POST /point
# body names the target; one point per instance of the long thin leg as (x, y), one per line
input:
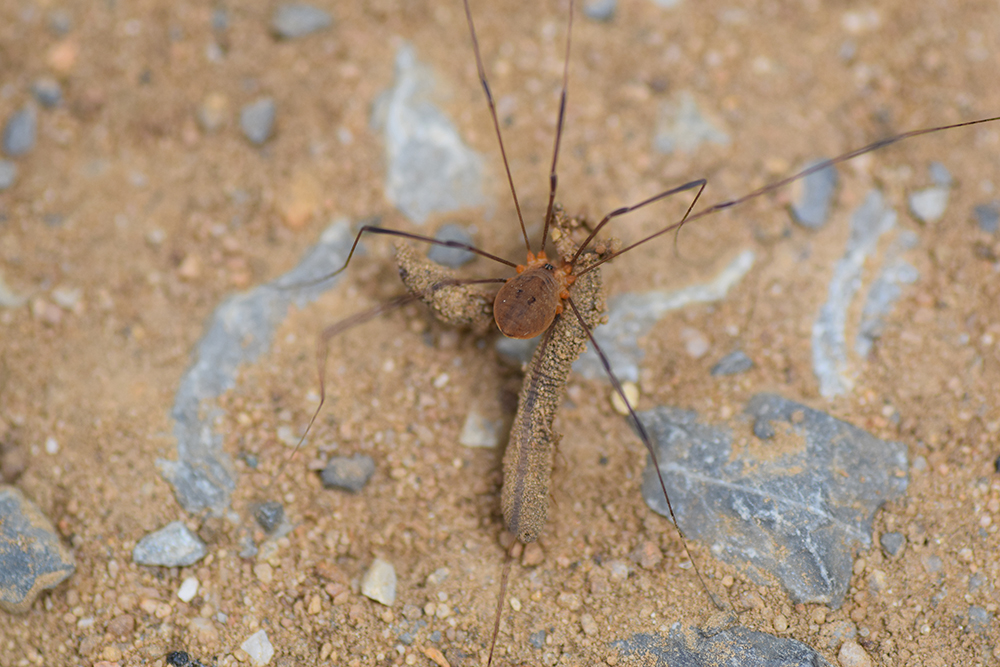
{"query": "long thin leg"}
(374, 229)
(496, 123)
(700, 184)
(647, 441)
(357, 319)
(553, 177)
(819, 166)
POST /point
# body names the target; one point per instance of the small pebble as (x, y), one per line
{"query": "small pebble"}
(205, 632)
(188, 589)
(8, 174)
(940, 174)
(479, 431)
(213, 112)
(988, 217)
(257, 120)
(852, 655)
(812, 206)
(264, 573)
(259, 648)
(174, 545)
(349, 474)
(19, 133)
(451, 257)
(928, 205)
(47, 91)
(734, 363)
(269, 515)
(299, 20)
(379, 582)
(178, 659)
(631, 391)
(980, 620)
(600, 10)
(695, 342)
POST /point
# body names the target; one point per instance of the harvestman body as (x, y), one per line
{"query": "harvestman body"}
(559, 299)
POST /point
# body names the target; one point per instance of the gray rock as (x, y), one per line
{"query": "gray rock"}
(269, 515)
(632, 315)
(350, 474)
(892, 543)
(32, 558)
(238, 332)
(829, 339)
(379, 582)
(813, 206)
(174, 545)
(257, 120)
(940, 174)
(451, 257)
(682, 127)
(299, 20)
(929, 204)
(734, 363)
(688, 646)
(429, 169)
(600, 10)
(980, 620)
(47, 91)
(19, 133)
(885, 292)
(8, 174)
(988, 217)
(798, 515)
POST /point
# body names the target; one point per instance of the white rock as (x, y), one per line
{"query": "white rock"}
(259, 648)
(188, 589)
(379, 582)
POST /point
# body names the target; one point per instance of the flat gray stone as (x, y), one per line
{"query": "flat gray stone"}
(829, 338)
(430, 170)
(451, 257)
(8, 174)
(812, 207)
(174, 545)
(798, 514)
(600, 10)
(632, 315)
(237, 333)
(20, 131)
(688, 646)
(885, 291)
(683, 127)
(298, 20)
(257, 120)
(988, 217)
(349, 474)
(32, 558)
(47, 91)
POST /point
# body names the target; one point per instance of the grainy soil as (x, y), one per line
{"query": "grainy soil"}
(154, 219)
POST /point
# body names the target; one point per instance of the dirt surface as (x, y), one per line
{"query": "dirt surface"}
(128, 199)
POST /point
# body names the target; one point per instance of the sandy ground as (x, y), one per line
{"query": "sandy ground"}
(154, 220)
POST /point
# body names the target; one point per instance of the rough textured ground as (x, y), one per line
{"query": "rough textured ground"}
(126, 198)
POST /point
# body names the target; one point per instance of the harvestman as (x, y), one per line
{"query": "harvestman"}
(560, 299)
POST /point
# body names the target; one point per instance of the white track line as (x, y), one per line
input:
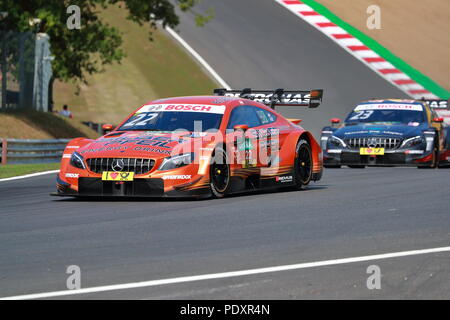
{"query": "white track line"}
(222, 275)
(29, 175)
(198, 57)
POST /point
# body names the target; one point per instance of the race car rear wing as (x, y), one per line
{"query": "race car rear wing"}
(278, 97)
(437, 103)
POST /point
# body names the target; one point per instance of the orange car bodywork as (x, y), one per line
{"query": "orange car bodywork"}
(193, 179)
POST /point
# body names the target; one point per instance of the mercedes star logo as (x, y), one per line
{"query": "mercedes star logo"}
(372, 143)
(117, 165)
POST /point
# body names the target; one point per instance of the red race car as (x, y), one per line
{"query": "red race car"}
(205, 146)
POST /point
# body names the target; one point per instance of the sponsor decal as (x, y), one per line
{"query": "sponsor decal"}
(374, 132)
(151, 140)
(389, 106)
(220, 109)
(177, 177)
(117, 176)
(284, 179)
(267, 98)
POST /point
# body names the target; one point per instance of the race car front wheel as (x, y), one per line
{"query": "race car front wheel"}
(303, 164)
(219, 173)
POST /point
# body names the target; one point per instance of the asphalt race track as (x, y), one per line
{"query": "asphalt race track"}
(350, 213)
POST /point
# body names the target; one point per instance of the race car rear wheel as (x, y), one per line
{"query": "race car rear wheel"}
(219, 173)
(303, 164)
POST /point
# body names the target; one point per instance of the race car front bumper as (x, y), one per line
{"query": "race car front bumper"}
(141, 187)
(415, 158)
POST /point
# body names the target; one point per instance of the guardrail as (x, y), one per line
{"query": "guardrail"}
(19, 151)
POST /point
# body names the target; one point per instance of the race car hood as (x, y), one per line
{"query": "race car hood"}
(377, 130)
(142, 144)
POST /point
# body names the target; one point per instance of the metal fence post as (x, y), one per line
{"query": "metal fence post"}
(4, 151)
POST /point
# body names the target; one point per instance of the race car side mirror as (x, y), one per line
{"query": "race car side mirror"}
(242, 127)
(107, 127)
(335, 120)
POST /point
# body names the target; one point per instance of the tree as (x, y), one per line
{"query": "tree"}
(83, 51)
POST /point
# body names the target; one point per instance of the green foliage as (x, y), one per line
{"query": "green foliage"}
(83, 51)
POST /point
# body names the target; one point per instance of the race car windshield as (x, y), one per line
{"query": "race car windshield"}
(383, 116)
(171, 121)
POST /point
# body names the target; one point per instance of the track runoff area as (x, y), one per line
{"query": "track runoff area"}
(95, 291)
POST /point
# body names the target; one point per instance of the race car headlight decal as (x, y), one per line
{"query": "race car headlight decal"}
(177, 161)
(411, 142)
(76, 160)
(337, 142)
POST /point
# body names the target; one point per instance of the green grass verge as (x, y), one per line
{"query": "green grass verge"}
(13, 170)
(31, 124)
(151, 70)
(413, 73)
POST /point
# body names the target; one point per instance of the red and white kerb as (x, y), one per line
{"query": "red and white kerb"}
(356, 48)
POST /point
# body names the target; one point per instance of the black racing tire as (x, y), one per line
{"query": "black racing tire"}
(303, 164)
(332, 166)
(354, 166)
(219, 173)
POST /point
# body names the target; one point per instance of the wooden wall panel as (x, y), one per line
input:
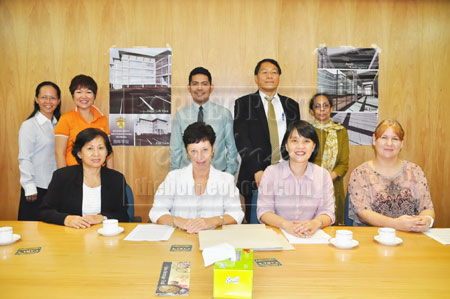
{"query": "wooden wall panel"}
(56, 40)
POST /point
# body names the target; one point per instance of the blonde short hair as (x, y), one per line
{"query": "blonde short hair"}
(385, 124)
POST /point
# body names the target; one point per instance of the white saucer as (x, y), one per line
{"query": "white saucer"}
(15, 238)
(352, 244)
(118, 231)
(397, 241)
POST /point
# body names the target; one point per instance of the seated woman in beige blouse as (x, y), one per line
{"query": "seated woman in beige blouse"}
(388, 191)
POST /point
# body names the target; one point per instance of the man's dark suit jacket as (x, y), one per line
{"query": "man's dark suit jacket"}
(251, 132)
(65, 195)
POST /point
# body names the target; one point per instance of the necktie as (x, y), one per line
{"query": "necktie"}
(200, 114)
(273, 132)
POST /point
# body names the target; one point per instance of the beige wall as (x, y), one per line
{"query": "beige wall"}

++++++++++

*AIM OF THE EXERCISE*. Repeat the listing verbatim, pictures excluded.

*FINISHED TASK*.
POST /point
# body names the target; one point per instance of the long thin leg as (x, y), one per line
input:
{"query": "long thin leg"}
(374, 229)
(496, 123)
(700, 184)
(647, 441)
(357, 319)
(553, 177)
(819, 166)
POST /point
# body names the target; one point per instance of the small pebble as (x, y), one per line
{"query": "small pebble"}
(205, 632)
(188, 589)
(8, 174)
(940, 174)
(479, 431)
(213, 112)
(988, 217)
(257, 120)
(852, 655)
(812, 206)
(264, 573)
(259, 648)
(174, 545)
(349, 474)
(19, 133)
(451, 257)
(928, 205)
(47, 91)
(734, 363)
(269, 515)
(299, 20)
(379, 582)
(178, 659)
(631, 391)
(980, 620)
(600, 10)
(695, 342)
POST /point
# body names the target; one point per instance of the harvestman body as (x, y), one per line
{"query": "harvestman body"}
(559, 299)
POST /point
# body names the target; one point per instance of the gray rock as (x, y), one per line
{"query": "gray rock"}
(269, 515)
(632, 315)
(350, 474)
(892, 543)
(32, 558)
(238, 332)
(829, 339)
(379, 582)
(813, 206)
(174, 545)
(257, 120)
(940, 174)
(451, 257)
(682, 127)
(299, 20)
(929, 204)
(734, 363)
(688, 646)
(429, 169)
(600, 10)
(980, 620)
(47, 91)
(19, 133)
(885, 292)
(8, 174)
(988, 217)
(798, 515)
POST /point
# body names the target; one point per instance of the white rock as (x, y), one per line
{"query": "white rock"}
(259, 648)
(188, 589)
(379, 582)
POST /point
# body names the target; one point per instance of the flat gray stone as (x, y), one per line
{"query": "flat gray stone"}
(829, 338)
(430, 170)
(451, 257)
(8, 174)
(812, 207)
(174, 545)
(798, 514)
(600, 10)
(632, 315)
(237, 333)
(20, 131)
(688, 646)
(885, 291)
(683, 127)
(298, 20)
(257, 120)
(988, 217)
(349, 474)
(32, 558)
(47, 91)
POST /point
# body names the target; one point per instance of the grainy soil as (x, y), one per line
{"query": "grainy soil"}
(154, 219)
POST /point
# body names the target; one point per instance of the dirt surface as (x, y), one per line
{"query": "dirt surface"}
(128, 199)
POST /point
# body names the target; one point per instance of the sandy ground as (x, y), one per line
{"query": "sandy ground"}
(154, 220)
POST /point
# body names the target; one point per instance of the rough textured ground as (x, y), one per line
{"query": "rough textured ground"}
(126, 198)
POST /point
# body names the target; one point per instance of the harvestman as (x, y), one per line
{"query": "harvestman"}
(560, 299)
POST /point
# body names the target; one point per instance of the white track line as (x, y), one per line
input:
{"query": "white track line"}
(222, 275)
(29, 175)
(198, 57)
POST /point
# body names the target; one point per instance of the race car rear wing as (x, y), one per line
{"query": "race car rear wing"}
(278, 97)
(437, 103)
POST /point
# body names the target; one point per instance of the orange car bodywork as (x, y), one per line
{"query": "orange car bodywork"}
(193, 179)
POST /point
# body names the target; one point per instance of the mercedes star logo as (x, y), one per line
{"query": "mercedes star logo"}
(372, 143)
(117, 165)
POST /point
# body names the target; one point per instance of the red race car as (x, y), one per line
{"query": "red race car"}
(205, 146)
POST /point
# body names the target; one point per instance of the sponsor decal as (x, y), one per line
{"query": "sponsor decal"}
(374, 132)
(151, 140)
(389, 106)
(220, 109)
(177, 177)
(117, 176)
(284, 179)
(267, 98)
POST /point
# body names the target; one point per instance of the race car front wheel as (x, y), one per line
{"query": "race car front wheel"}
(303, 164)
(219, 173)
POST /point
# body names the target; one point per instance of the asphalt race track as (x, y), one per line
{"query": "asphalt race track"}
(350, 213)
POST /point
# body names the target; one point per instance of the race car rear wheel as (x, y), one per line
{"query": "race car rear wheel"}
(219, 173)
(303, 164)
POST /point
# body names the target; one point per instance of the race car front bumper as (x, y), one per line
{"query": "race car front bumper"}
(141, 187)
(415, 158)
POST /point
# body names the target; one point per instance of the guardrail as (x, y), one per line
{"query": "guardrail"}
(19, 151)
POST /point
# body names the target; one point per instance of the race car hood as (x, y), one per line
{"query": "race car hood"}
(377, 130)
(142, 144)
POST /point
# body names the target; one point per instance of the metal fence post as (x, y), one per line
{"query": "metal fence post"}
(4, 151)
POST /point
# body names the target; one point per instance of the race car side mirror as (x, y), one per line
{"query": "race car side mirror"}
(242, 127)
(107, 127)
(335, 120)
POST /point
# body names the target; one point per instance of the tree as (x, y), one per line
{"query": "tree"}
(83, 51)
POST /point
# body names the target; one point per instance of the green foliage as (x, y), one per line
{"query": "green foliage"}
(83, 51)
POST /point
# body names the target; one point per instance of the race car windshield as (x, y), one per line
{"query": "race car windshield"}
(383, 116)
(171, 121)
POST /point
# body names the target; one point per instance of the track runoff area as (x, y), one per line
{"query": "track runoff area"}
(95, 291)
POST /point
# body names the target; one point per instance of the race car headlight decal as (x, y), one per line
{"query": "race car headlight decal"}
(177, 161)
(411, 142)
(76, 160)
(337, 142)
POST /point
# body names the target; one point per instance of the green grass verge as (x, y), one per line
{"query": "green grass verge"}
(13, 170)
(31, 124)
(151, 70)
(413, 73)
POST /point
# body names the target; one point per instance of the red and white kerb as (x, y), one per line
{"query": "red and white kerb"}
(356, 48)
POST /point
# body names the target; one point per instance of the black racing tire as (x, y), one per line
{"query": "black racing tire"}
(303, 164)
(332, 166)
(354, 166)
(219, 173)
POST /point
# body names the target; one point per instance of the wooden wall panel as (x, y), one per line
input:
{"query": "wooden wall panel"}
(56, 40)
POST /point
# body names the target; one point per instance of the blonde short hair as (x, y), one per line
{"query": "blonde short hair"}
(385, 124)
POST /point
# body names the target; one point per instance of the white saucer as (x, y), one per line
{"query": "white saucer"}
(15, 238)
(352, 244)
(118, 231)
(397, 241)
POST /point
# body names the target; one point per instance of the seated woman in beige blouse as (x, y), one per line
{"query": "seated woman in beige blouse"}
(388, 191)
POST /point
# body names the target; one point per instance of the man's dark suit jacket as (x, y), one per line
{"query": "man's dark suit jacket"}
(251, 132)
(65, 195)
POST /point
# body names the target; one point per instance of the necktie as (x, y), one per line
{"query": "necktie"}
(200, 114)
(273, 132)
POST /point
# body names the target; one point per instance of the beige wall as (x, y), one per line
{"query": "beige wall"}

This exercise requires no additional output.